- **Extrait à lire**:
Correspondance ouvrière: récit d’un machiniste

Notre camarade machiniste est issu d’un milieu prolétarien. Il était considéré comme turbulent à l’école primaire comme au secondaire. Du moins, il se montrait plutôt insolent avec les enseignantEs. Très jeune, il est envoyé, de façon intermittente, dans une école pour « délinquantEs juvéniles ». Le soir, certainEs de ses collègues de classe sont cueilliEs à l’école, menottes aux poignets, par des « screws » (gardienNEs de prison). Une fois en âge de fréquenter l’école secondaire, on le met dans une classe « de mise à niveau », question qu’il obtienne ses équivalences de 6e année primaire avant de débuter son secondaire.

À 15 ans, alors que le personnel de la polyvalente qu’il fréquente le considère déjà comme un cas désespéré, un « encombrement », on le redirige vers une classe PT, « Programme-Travail », ce vacuum miracle où viennent échouer les enfants dont les parents sont des prestataires d’aide sociale, des prisonnierEs, des familles d’accueil… bref, celles et ceux qui sont issuEs des couches les plus vulnérables du prolétariat. De ces jeunes, qui ont un besoin criant de soutien, le système d’éducation fait de la main-d’œuvre bon marché prête à être livrée à des entreprises qui leur réservent les pires conditions de travail. On promet à notre camarade une formation sans pareille, qui lui permettra de devenir un travailleur en demande. C’est ainsi qu’on le prive de l’enseignement convenu des matières de base pour l’envoyer faire des stages d’un jour ici et là, G-R-A-T-U-I-T-E-M-E-N-T. Il change des pneus dans des garages, fait le commis de magasin chez Walmart, Sears, sert au comptoir dans des chaines de restauration, des cafés, exécute des tâches de base, répétitives, dans des petites « shops ». L’été, libéré de l’école-prison, il fait des déménagements de bâtiments au salaire minimum. Plus tard, il devient commis de service à l’épicerie, sans formation. Ses superviseurs l’enterrent de remontrances, mais jamais on ne lui montre ce qu’il doit faire. De jour en jour, de reproche en reproche, il prend connaissance des tâches qu’il doit accomplir. Toujours, il s’expose à l’injuste colère de ses patrons.

Exemples d'étiquetage de points:
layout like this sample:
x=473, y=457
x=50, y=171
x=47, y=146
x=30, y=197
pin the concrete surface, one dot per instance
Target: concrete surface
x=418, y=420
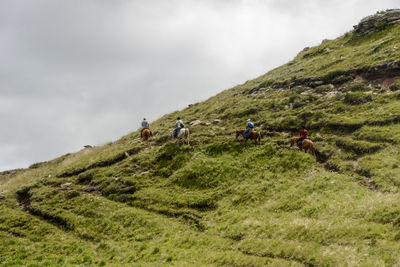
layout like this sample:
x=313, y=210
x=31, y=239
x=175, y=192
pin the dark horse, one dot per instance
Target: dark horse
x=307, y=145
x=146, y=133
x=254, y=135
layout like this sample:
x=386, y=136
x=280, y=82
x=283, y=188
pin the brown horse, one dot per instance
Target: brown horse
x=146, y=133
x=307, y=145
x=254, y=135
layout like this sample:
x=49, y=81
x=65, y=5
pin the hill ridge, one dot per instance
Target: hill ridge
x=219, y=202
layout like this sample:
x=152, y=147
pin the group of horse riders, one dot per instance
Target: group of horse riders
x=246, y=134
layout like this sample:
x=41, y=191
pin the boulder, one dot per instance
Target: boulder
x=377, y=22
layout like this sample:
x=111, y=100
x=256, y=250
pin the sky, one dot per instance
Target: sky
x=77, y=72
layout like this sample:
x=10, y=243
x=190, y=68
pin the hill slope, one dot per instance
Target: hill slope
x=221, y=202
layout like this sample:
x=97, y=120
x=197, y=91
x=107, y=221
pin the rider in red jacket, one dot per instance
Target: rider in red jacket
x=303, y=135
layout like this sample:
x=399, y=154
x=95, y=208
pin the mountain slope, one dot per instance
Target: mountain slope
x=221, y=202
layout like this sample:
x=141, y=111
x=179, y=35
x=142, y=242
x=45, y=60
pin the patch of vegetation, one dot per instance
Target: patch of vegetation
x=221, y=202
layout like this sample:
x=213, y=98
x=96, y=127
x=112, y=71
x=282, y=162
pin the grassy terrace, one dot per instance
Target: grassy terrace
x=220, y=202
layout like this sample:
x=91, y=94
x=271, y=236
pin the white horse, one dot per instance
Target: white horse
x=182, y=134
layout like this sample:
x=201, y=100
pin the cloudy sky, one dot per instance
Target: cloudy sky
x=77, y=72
==
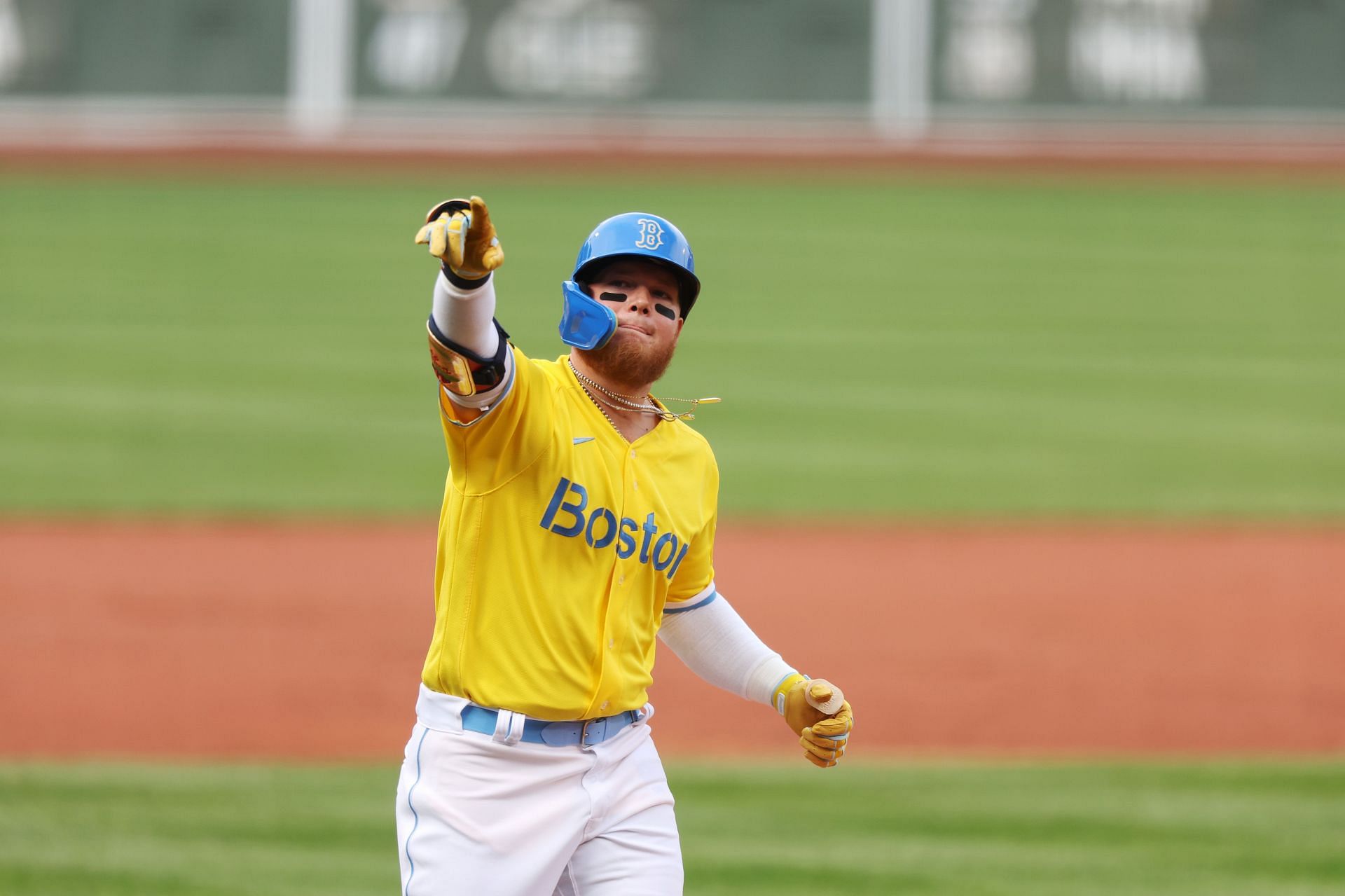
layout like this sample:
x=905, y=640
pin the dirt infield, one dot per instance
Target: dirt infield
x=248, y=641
...
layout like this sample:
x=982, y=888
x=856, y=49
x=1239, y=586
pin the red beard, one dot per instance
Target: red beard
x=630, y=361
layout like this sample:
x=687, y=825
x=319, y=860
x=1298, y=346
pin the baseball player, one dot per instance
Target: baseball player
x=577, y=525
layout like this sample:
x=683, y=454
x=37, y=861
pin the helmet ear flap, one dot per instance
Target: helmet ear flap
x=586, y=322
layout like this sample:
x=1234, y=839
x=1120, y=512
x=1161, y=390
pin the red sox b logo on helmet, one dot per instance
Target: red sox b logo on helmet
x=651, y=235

- **Consignes**:
**1)** Répondez à ces questions sur l'extrait :
(a) Dans quel genre d'école le camarade est-il envoyé très jeune ?
(b) Que veut dire le sigle PT ?
(c) Quel salaire touche-t-il l'été pour les déménagements de bâtiments ?
**2)** Recopiez le passage de l'extrait qui va de « Correspondance ouvrière: récit » jusqu'à « débuter son secondaire. » inclus.

- **Corrigé complet**:
**1)**
(a) Dans une école pour « délinquantEs juvéniles ».
(b) « Programme-Travail ».
(c) Le salaire minimum.

**2)**
Correspondance ouvrière: récit d’un machiniste

Notre camarade machiniste est issu d’un milieu prolétarien. Il était considéré comme turbulent à l’école primaire comme au secondaire. Du moins, il se montrait plutôt insolent avec les enseignantEs. Très jeune, il est envoyé, de façon intermittente, dans une école pour « délinquantEs juvéniles ». Le soir, certainEs de ses collègues de classe sont cueilliEs à l’école, menottes aux poignets, par des « screws » (gardienNEs de prison). Une fois en âge de fréquenter l’école secondaire, on le met dans une classe « de mise à niveau », question qu’il obtienne ses équivalences de 6e année primaire avant de débuter son secondaire.